- **INSTRUCTIONS FOR THE TASK**:
Verbatim copy without images: return all of the data as it stands.

[Image-grounded pointing data]
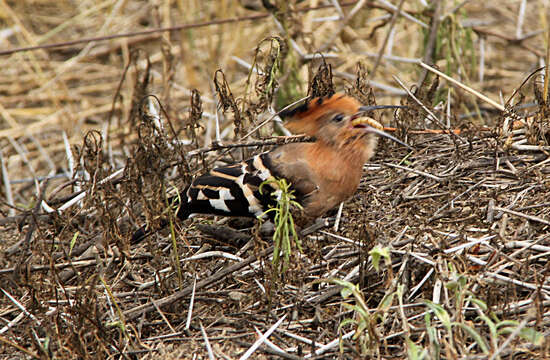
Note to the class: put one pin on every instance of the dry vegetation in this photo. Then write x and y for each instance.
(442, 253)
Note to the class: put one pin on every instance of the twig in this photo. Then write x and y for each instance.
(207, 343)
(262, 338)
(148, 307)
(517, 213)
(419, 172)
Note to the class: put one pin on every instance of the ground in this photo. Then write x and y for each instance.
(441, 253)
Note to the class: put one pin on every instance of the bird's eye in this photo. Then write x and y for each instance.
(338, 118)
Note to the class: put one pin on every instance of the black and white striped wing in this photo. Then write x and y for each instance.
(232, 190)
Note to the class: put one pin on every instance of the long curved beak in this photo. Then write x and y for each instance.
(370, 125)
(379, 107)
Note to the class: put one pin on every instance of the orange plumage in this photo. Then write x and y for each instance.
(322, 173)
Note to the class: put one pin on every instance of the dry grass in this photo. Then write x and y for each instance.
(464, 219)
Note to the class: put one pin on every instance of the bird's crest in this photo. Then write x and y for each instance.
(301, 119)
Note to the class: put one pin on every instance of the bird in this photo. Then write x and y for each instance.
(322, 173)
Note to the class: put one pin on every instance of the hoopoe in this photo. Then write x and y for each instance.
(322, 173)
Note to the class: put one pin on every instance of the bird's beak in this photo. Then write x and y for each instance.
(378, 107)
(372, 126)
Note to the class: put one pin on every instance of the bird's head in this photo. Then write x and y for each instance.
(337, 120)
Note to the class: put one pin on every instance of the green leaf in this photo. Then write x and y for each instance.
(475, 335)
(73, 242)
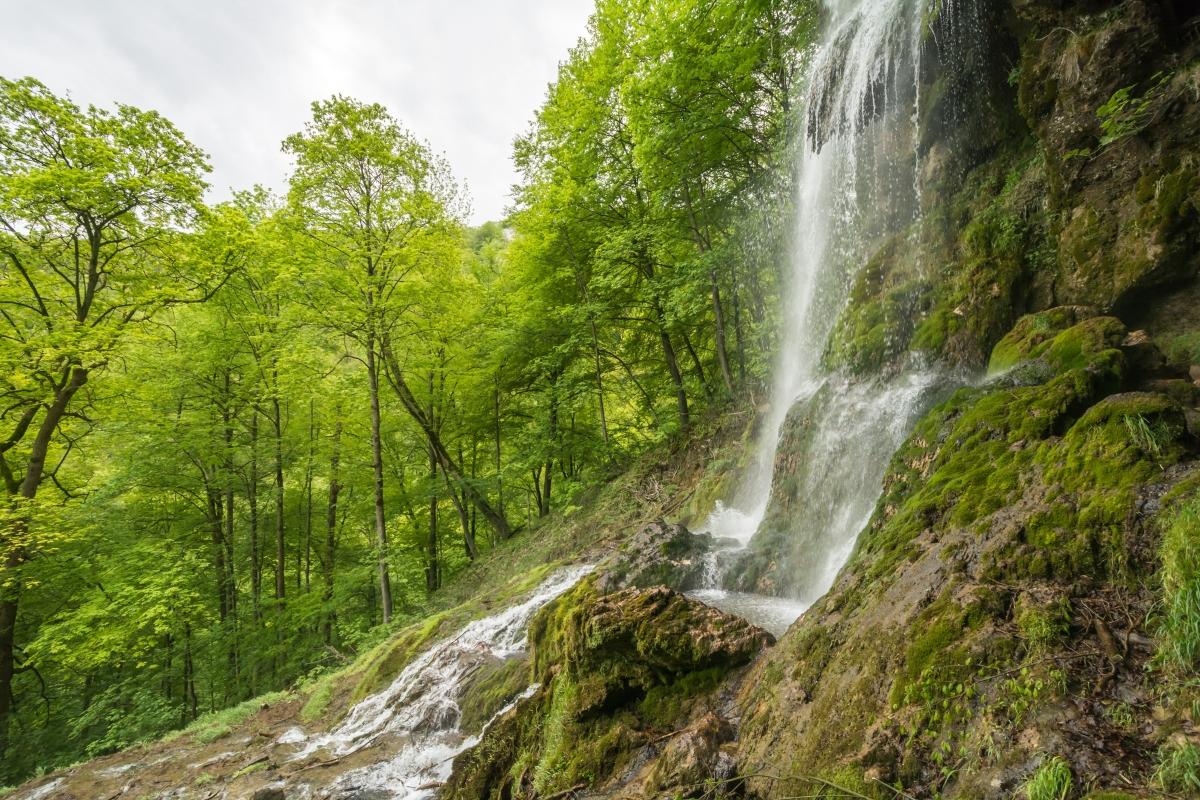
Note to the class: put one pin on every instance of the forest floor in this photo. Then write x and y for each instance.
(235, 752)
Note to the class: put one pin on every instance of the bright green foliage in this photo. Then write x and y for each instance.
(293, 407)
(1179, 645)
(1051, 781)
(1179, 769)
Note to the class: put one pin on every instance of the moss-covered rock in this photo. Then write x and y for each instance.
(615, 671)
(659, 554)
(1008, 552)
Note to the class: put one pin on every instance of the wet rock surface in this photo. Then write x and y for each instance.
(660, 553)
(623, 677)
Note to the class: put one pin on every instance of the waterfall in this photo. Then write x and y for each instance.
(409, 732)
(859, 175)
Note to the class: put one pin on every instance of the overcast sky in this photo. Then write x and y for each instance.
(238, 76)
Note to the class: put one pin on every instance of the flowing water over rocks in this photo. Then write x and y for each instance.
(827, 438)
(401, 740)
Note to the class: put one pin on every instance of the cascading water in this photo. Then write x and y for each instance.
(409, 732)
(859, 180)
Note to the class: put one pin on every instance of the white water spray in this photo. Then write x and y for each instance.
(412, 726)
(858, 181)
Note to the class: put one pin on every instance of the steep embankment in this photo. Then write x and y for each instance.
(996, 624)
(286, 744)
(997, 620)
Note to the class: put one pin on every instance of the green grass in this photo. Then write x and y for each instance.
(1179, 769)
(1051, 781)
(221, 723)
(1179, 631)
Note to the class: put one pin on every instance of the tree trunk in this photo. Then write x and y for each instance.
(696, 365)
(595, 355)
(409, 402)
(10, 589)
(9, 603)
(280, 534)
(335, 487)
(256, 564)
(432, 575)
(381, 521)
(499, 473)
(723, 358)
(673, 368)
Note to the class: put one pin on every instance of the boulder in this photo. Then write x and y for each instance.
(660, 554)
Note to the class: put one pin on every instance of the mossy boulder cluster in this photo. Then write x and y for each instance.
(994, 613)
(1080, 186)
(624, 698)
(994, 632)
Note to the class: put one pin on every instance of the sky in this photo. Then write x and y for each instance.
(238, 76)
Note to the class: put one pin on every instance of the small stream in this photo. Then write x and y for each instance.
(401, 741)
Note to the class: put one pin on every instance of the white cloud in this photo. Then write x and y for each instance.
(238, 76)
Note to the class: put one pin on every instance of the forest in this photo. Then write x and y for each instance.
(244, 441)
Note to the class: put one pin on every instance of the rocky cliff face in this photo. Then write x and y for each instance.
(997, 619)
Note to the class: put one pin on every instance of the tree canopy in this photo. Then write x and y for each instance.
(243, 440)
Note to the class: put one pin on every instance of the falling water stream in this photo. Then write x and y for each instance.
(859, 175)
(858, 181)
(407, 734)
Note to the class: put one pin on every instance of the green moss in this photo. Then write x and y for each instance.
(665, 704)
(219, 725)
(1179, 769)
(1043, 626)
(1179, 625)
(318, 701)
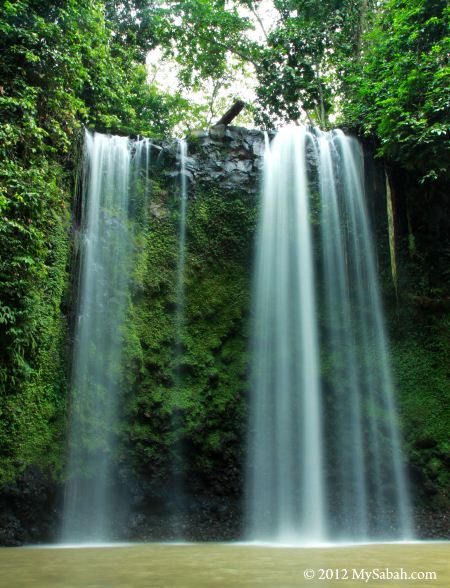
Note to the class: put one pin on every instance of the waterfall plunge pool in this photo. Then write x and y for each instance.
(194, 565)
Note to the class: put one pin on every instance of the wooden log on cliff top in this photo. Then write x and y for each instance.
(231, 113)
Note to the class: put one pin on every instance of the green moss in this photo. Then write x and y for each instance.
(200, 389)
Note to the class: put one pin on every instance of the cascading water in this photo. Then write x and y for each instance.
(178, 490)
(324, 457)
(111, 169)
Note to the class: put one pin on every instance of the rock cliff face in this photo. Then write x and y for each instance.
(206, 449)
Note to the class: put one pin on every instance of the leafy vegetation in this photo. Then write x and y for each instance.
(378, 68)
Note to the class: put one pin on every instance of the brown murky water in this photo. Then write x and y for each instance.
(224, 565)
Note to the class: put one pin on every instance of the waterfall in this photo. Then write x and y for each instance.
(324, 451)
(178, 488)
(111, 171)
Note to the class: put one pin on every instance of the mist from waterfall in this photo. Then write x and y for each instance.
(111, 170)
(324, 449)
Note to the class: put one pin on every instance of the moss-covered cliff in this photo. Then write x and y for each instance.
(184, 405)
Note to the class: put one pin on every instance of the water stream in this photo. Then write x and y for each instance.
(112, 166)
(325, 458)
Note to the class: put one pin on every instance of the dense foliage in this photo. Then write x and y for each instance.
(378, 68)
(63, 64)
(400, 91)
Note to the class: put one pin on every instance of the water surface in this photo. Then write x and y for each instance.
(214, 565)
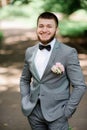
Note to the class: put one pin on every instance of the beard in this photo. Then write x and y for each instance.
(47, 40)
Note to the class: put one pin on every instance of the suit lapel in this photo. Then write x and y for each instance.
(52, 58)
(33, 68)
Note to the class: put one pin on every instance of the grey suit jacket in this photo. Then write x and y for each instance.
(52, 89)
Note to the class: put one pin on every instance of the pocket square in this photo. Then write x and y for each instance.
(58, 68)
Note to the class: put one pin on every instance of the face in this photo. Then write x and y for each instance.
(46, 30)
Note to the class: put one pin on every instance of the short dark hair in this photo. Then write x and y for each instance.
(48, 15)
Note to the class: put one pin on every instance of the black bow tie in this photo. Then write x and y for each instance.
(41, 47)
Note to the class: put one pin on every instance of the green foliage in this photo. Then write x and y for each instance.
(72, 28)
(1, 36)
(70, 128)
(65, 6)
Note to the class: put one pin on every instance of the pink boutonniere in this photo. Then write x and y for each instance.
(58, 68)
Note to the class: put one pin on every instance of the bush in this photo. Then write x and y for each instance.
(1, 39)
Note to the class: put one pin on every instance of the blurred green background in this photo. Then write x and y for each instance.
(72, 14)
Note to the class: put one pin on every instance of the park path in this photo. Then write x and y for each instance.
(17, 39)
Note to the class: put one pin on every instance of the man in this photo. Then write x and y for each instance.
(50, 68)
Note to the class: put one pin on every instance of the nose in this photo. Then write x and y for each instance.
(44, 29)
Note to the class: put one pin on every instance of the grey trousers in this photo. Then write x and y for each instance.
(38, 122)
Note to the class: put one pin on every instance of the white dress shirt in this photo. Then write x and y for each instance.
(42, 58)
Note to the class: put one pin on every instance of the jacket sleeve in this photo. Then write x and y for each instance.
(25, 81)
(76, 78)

- **OUTPUT**:
Note to the class: put one pin on every instance of the dry vegetation in this photo. Then write x and y for each instance.
(442, 253)
Note to the class: put one pin on every instance of the twig in this photo. Then write x and y for each instance.
(207, 343)
(262, 338)
(148, 307)
(517, 213)
(419, 172)
Note to the class: put one pin on every instance of the ground in this photo. Then write x and y for each instance.
(441, 253)
Note to the class: put one pin on every instance of the bird's eye in this photo. Then write x and y for each instance.
(338, 118)
Note to the class: put one pin on every instance of the black and white striped wing in this photo. Then write x and y for each instance.
(232, 190)
Note to the class: put one pin on every instance of the long curved beak in this photo. Then write x and y for each instance.
(370, 125)
(379, 107)
Note to the class: put one pin on every instance of the orange plumage in this photo. Then write x and y for each instance.
(322, 173)
Note to the class: put one pin on every instance of the dry grass in this photo. Then write x and y for each instance.
(464, 219)
Note to the class: put one pin on every instance of the bird's crest in this photo. Then write x and y for each instance.
(301, 119)
Note to the class: put one pin on every instance of the bird in this photo. Then write x and y for each instance.
(322, 173)
Note to the class: put one pin on every instance of the hoopoe in this photo. Then write x and y for each instance.
(322, 173)
Note to the class: put one pin on every instance of the bird's beak in this photo. Then write x and y for each instance.
(378, 107)
(372, 126)
Note to the class: put one pin on every instance of the bird's head in this photo. Then write x and y for each instance.
(337, 120)
Note to the class: put one pin on every instance of the green leaf in this photo. Then write x and y for each instance.
(475, 335)
(73, 242)
Note to the class: put one pin on every instance of the forest floor in this photo. Then write x and y for each instance.
(235, 752)
Note to the class: put one pin on every instance of the bright green foliage in this photo. Then write x and y for each instance.
(293, 407)
(1179, 645)
(1051, 781)
(1179, 769)
Note to the class: put one pin on every instance of the moss-covered rock in this photo. Then write x and y for each instance.
(615, 671)
(659, 554)
(1008, 552)
Note to the class: put one pin on every instance of the wet rock surface in this photo. Then write x and y for each instance.
(660, 553)
(623, 677)
Note to the class: put one pin on every instance of the waterfall in this photo. Then write x and y for each instance.
(409, 732)
(859, 175)
Note to the class: put one pin on every instance of the overcast sky in this photo. Then write x and y for each instance.
(238, 76)
Note to the class: put one pin on every instance of the flowing water over rocks in this photo. Then write x and y for each instance.
(827, 438)
(401, 740)
Note to the class: put one pin on every instance of the cascading water in this photo. Then write x and y for each instance.
(409, 732)
(859, 180)
Note to the class: put one pin on every instance of the white water spray in this photo. Then write x and y for each instance.
(412, 726)
(858, 181)
Note to the class: put one pin on every instance of the steep embankment in this photo. Then write x and y for each instance.
(996, 624)
(286, 744)
(997, 620)
Note to the class: put one pin on every instance of the green grass in this photo. Then write x and y for each instance.
(1179, 769)
(1051, 781)
(221, 723)
(1179, 631)
Note to the class: put one pin on every instance of the tree trunk in this photo. Then write x and y for each instance.
(696, 365)
(595, 355)
(409, 402)
(10, 589)
(9, 603)
(280, 534)
(335, 487)
(256, 564)
(432, 575)
(381, 521)
(499, 473)
(723, 358)
(673, 368)
Note to the class: put one pin on every instance of the boulder in this photo. Then write x and y for each instance.
(660, 554)
Note to the class: put one pin on every instance of the mossy boulder cluster in this photo. Then write x and y for each instance.
(994, 613)
(1080, 186)
(624, 698)
(994, 632)
Note to the class: put one pin on every instance of the sky in this photo. Then write x and y for each instance.
(238, 76)
Note to the class: put one pin on every instance of the small stream in this photo. Then write x and y for each instance.
(401, 741)
Note to the class: put one pin on every instance of the white cloud in this photo. Then write x and y for each instance.
(238, 76)
Note to the class: put one pin on every instance of the forest in this photo. Then write x and y for each instance.
(244, 441)
Note to the class: put one pin on every instance of the rocky cliff face in this photo. Then write x and y for each instance.
(997, 619)
Note to the class: put one pin on every instance of the tree canopy in this photo. Then write x and y for each instance.
(243, 440)
Note to the class: put one pin on every instance of the falling water stream in this photo. Then write x and y for each instance.
(859, 175)
(858, 181)
(407, 734)
Note to the class: put one pin on every instance of the green moss in this photo. Then write x and y for each instance.
(665, 704)
(219, 725)
(1179, 769)
(1043, 626)
(1179, 625)
(318, 701)
Note to the class: put one pin on every instance of the waterfall plunge pool in this photo. Then write x and y for each instance.
(194, 565)
Note to the class: put one pin on every instance of the wooden log on cliff top in this photo. Then write x and y for each instance.
(231, 113)
Note to the class: put one pin on every instance of the green moss in this photo. Then write x and y for each instance.
(200, 389)
Note to the class: put one pin on every instance of the cascading water in this photo. Then write x and y for each instance.
(178, 490)
(324, 457)
(111, 169)
Note to the class: put one pin on every instance of the rock cliff face in this photo. Then write x and y for each instance.
(206, 449)
Note to the class: put one pin on every instance of the leafy vegetation in this photo. Then write x and y for each instance.
(378, 68)
Note to the class: put one pin on every instance of the brown murky water in this photo. Then write x and y for each instance.
(224, 565)
Note to the class: put one pin on every instance of the waterfall in this photo. Then write x and y for each instance.
(324, 451)
(178, 488)
(111, 171)
Note to the class: put one pin on every instance of the mist from waterfall in this photo. Then write x and y for each instance.
(111, 170)
(324, 449)
Note to the class: put one pin on every instance of the moss-covered cliff in this photo. Then write x and y for each instance.
(184, 405)
Note to the class: put one pin on every instance of the water stream in this photo. Then write x and y for each instance.
(112, 166)
(325, 458)
Note to the class: put one pin on every instance of the dense foliage in this photo. Then write x and y for each instance.
(378, 68)
(63, 64)
(400, 91)
Note to the class: put one pin on every instance of the water surface in this photo. Then write x and y for each instance.
(214, 565)
Note to the class: put one pin on every instance of the beard in this photo. Then write x and y for each instance.
(47, 40)
Note to the class: put one pin on every instance of the suit lapel in this photo. Then write x and y for each instance.
(52, 58)
(33, 68)
Note to the class: put one pin on every instance of the grey suit jacket in this photo. Then write x and y for each instance.
(52, 89)
Note to the class: put one pin on every instance of the pocket square in this photo. Then write x and y for each instance.
(58, 68)
Note to the class: put one pin on every instance of the face in this photo. Then write x and y for each instance.
(46, 30)
Note to the class: put one pin on every instance of the short dark hair in this photo. Then write x and y for each instance.
(48, 15)
Note to the class: put one pin on every instance of the black bow tie in this photo. Then write x and y for each instance.
(41, 47)
Note to the class: put one pin on every instance of the green foliage in this photo. Then write x and y for each instance.
(72, 28)
(1, 36)
(70, 128)
(65, 6)
Note to the class: put one pin on every instance of the pink boutonniere in this photo. Then write x and y for each instance.
(58, 68)
Note to the class: put one pin on every instance of the bush in this photo. Then write x and y for each instance.
(1, 39)
Note to the class: put one pin on every instance of the blurred green background in this photo. Then write x and y for each instance.
(72, 14)
Note to the class: put one pin on every instance of the park path in this photo. Then write x and y for each instance.
(17, 39)
Note to the class: put one pin on every instance of the man in this photo. Then write x and y for each instance.
(50, 68)
Note to the class: put one pin on every instance of the nose in this photo. Then write x and y for each instance.
(44, 29)
Note to the class: put one pin on every instance of the grey trousers in this photo. Then write x and y for each instance.
(38, 122)
Note to the class: put one pin on every instance of the white dress shirt in this photo. Then write x and y for each instance.
(42, 58)
Note to the class: put one pin on every instance of the jacket sleeve in this photo. Then write x and y for each instance.
(25, 81)
(76, 78)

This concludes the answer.